WRITTEN EXERCISE
Copy out every line of the records that contains the string "blurred", matching case exactly.

RECORD EXTRACTS
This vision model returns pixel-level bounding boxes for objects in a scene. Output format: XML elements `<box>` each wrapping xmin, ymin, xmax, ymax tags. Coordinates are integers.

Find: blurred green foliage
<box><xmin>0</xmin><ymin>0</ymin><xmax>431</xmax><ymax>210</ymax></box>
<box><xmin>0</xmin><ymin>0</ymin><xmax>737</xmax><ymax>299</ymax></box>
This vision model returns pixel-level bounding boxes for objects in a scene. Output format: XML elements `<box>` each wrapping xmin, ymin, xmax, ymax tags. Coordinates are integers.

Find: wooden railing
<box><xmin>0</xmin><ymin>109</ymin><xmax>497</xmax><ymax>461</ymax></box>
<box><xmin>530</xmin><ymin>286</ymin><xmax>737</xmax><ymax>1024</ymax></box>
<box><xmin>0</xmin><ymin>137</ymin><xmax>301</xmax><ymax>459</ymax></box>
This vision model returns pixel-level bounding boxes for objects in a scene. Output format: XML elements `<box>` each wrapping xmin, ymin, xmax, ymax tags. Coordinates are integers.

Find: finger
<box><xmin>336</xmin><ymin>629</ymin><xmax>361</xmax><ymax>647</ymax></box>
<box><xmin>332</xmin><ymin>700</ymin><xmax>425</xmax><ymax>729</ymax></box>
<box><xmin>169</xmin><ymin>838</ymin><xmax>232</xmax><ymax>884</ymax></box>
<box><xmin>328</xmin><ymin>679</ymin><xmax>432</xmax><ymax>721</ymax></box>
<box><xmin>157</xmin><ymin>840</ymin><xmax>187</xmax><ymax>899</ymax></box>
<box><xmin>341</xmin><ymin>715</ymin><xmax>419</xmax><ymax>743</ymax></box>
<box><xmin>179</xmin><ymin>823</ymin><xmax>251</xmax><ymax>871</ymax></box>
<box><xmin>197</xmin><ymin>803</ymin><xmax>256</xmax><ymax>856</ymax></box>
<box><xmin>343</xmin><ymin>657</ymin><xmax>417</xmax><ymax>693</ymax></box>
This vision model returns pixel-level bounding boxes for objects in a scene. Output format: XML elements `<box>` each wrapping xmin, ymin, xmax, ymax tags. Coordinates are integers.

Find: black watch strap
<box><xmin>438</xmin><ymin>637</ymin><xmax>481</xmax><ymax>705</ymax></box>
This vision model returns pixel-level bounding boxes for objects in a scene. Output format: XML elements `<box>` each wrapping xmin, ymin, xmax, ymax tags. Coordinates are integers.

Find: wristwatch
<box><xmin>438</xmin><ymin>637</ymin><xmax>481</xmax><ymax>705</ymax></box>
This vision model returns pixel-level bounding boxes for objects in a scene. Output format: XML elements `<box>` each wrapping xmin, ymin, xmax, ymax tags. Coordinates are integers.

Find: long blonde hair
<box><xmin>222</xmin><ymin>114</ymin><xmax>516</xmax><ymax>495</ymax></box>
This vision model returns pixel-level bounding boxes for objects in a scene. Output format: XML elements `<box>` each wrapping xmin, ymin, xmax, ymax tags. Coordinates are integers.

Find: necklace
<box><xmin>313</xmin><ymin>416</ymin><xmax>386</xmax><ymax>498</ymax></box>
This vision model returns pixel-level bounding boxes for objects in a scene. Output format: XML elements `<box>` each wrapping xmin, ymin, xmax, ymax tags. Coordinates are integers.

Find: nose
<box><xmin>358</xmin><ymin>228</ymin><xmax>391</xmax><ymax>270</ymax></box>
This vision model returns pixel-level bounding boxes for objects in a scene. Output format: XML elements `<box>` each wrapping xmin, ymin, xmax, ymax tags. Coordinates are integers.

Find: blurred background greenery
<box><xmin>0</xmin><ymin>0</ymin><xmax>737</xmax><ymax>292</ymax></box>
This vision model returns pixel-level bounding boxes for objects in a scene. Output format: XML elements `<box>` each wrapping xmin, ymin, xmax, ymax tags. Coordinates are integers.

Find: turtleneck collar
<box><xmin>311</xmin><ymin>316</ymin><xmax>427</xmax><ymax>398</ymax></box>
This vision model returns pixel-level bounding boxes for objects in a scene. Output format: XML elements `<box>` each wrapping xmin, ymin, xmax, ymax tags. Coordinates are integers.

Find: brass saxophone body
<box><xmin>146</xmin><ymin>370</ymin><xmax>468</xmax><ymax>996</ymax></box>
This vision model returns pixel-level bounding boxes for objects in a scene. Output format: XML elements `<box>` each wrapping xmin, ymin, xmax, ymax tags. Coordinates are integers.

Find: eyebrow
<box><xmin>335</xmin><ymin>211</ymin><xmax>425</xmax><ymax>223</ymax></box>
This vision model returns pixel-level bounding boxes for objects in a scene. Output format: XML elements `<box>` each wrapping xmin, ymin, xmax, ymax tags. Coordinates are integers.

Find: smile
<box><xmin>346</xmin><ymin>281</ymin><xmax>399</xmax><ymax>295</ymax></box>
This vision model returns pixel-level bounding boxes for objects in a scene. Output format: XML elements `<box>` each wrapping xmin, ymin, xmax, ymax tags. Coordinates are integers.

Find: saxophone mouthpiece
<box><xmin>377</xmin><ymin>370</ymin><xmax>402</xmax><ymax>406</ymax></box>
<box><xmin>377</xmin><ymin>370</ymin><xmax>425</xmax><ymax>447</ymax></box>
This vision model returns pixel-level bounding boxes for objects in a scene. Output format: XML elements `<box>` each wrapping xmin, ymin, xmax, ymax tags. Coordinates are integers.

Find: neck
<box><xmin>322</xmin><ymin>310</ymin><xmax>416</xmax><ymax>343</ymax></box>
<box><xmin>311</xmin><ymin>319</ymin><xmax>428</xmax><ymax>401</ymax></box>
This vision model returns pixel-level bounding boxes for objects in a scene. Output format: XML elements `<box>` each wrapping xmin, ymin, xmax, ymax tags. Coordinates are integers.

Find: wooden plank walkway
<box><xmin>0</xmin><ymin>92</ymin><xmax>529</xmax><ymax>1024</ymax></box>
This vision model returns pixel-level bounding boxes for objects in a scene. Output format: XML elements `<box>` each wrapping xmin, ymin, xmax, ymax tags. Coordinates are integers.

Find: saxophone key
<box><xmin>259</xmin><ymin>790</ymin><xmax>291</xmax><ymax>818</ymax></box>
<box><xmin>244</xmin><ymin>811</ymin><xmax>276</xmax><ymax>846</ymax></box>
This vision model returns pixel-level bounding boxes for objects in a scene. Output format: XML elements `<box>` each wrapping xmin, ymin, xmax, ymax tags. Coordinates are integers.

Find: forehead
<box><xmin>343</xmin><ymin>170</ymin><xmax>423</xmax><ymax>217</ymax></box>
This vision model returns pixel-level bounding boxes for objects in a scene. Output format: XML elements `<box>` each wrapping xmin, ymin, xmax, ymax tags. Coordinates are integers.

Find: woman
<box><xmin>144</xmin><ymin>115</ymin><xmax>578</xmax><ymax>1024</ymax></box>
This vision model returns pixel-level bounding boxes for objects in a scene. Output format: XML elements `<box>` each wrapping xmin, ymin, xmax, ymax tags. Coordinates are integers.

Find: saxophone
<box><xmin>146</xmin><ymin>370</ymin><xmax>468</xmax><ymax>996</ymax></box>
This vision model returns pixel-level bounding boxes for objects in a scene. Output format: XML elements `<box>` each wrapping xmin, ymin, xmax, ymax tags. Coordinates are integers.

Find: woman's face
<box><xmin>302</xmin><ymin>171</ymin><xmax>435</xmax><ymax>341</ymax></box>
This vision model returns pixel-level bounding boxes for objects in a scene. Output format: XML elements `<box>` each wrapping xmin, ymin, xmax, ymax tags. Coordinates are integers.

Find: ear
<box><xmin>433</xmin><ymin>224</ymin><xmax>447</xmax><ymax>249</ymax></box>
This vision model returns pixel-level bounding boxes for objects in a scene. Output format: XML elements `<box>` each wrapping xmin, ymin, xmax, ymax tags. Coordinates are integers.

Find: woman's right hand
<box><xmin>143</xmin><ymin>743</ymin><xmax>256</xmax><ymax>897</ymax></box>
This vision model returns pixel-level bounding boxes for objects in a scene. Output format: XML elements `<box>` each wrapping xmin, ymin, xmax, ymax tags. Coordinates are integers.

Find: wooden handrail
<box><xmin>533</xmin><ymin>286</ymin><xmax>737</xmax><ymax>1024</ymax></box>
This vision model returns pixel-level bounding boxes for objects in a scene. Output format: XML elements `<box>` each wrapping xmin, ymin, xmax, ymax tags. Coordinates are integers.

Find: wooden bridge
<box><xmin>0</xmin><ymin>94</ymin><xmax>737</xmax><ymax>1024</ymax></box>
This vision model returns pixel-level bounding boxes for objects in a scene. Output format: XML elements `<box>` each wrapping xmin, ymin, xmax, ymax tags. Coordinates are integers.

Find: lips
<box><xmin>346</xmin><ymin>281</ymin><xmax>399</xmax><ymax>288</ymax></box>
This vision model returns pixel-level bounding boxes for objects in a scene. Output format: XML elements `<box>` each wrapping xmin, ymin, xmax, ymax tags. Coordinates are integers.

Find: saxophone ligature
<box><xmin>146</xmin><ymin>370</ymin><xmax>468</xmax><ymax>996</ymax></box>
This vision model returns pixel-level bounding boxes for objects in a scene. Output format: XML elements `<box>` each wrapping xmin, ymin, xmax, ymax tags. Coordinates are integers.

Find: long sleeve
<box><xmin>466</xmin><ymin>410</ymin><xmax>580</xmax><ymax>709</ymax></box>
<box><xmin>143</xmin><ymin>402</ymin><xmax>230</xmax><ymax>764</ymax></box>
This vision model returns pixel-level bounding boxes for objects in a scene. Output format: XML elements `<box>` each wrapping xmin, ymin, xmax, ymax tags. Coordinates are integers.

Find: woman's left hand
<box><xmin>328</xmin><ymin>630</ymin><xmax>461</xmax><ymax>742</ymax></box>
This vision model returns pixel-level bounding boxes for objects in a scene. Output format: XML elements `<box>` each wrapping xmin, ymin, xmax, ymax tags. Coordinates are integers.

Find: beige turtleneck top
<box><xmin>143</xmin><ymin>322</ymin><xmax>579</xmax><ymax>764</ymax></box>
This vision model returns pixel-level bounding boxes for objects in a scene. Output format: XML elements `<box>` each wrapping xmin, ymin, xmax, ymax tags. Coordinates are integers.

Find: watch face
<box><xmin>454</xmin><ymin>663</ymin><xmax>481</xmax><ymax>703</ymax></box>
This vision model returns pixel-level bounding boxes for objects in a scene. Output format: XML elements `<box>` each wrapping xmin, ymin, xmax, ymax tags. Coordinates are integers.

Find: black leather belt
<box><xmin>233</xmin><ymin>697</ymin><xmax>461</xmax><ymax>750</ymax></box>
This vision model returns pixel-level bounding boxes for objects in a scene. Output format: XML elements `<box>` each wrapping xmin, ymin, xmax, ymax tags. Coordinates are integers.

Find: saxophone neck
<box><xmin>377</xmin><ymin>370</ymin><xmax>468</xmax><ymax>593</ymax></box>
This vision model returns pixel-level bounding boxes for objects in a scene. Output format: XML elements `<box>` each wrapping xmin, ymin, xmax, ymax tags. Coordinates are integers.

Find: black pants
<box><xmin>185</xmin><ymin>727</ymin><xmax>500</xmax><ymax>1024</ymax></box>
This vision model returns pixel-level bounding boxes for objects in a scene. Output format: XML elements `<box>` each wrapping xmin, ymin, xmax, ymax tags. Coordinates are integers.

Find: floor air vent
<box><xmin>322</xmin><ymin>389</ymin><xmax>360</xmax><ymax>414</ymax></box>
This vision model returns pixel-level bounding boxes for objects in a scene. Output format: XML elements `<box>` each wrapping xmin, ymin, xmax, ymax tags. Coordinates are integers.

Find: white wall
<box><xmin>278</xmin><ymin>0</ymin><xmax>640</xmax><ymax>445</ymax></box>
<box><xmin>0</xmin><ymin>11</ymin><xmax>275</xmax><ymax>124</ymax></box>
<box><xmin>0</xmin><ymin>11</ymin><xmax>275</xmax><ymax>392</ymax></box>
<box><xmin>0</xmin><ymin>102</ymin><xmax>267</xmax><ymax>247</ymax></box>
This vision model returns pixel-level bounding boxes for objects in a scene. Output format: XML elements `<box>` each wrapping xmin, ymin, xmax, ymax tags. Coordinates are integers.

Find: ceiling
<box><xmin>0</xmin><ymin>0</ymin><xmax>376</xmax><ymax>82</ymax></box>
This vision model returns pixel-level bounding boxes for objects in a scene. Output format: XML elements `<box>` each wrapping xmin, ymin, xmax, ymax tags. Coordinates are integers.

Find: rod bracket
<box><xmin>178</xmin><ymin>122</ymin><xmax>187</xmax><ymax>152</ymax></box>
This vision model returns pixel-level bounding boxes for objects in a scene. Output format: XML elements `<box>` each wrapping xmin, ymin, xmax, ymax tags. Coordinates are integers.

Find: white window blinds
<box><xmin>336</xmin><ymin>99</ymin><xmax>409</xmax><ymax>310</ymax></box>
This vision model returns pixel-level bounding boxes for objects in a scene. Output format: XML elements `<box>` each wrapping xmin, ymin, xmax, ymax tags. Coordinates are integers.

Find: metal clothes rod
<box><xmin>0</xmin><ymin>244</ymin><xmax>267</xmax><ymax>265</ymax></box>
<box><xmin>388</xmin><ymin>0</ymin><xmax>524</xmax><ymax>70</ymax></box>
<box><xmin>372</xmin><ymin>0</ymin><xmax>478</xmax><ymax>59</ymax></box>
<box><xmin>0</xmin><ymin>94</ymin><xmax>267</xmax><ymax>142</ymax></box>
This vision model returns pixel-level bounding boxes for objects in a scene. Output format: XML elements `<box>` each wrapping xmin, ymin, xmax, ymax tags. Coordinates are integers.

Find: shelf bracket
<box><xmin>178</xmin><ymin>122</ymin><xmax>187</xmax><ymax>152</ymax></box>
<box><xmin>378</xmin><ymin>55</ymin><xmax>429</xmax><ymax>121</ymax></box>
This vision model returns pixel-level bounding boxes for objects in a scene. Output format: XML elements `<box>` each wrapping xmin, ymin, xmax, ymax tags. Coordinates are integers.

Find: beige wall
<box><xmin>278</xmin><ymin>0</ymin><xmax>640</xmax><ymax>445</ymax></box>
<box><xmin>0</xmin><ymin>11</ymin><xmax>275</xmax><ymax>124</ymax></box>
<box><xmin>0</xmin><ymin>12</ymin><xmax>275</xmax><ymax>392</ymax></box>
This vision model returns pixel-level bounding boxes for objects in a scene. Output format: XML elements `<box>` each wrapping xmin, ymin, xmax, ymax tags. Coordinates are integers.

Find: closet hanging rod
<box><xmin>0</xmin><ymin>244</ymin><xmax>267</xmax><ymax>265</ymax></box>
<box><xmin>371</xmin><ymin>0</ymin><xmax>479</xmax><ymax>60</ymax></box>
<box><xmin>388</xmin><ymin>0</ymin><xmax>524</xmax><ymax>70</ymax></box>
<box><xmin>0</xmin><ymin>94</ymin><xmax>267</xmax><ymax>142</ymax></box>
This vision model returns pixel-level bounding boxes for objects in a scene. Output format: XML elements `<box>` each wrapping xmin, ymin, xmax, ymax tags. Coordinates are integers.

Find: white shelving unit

SOLUTION
Find: blurred green foliage
Find: blurred background greenery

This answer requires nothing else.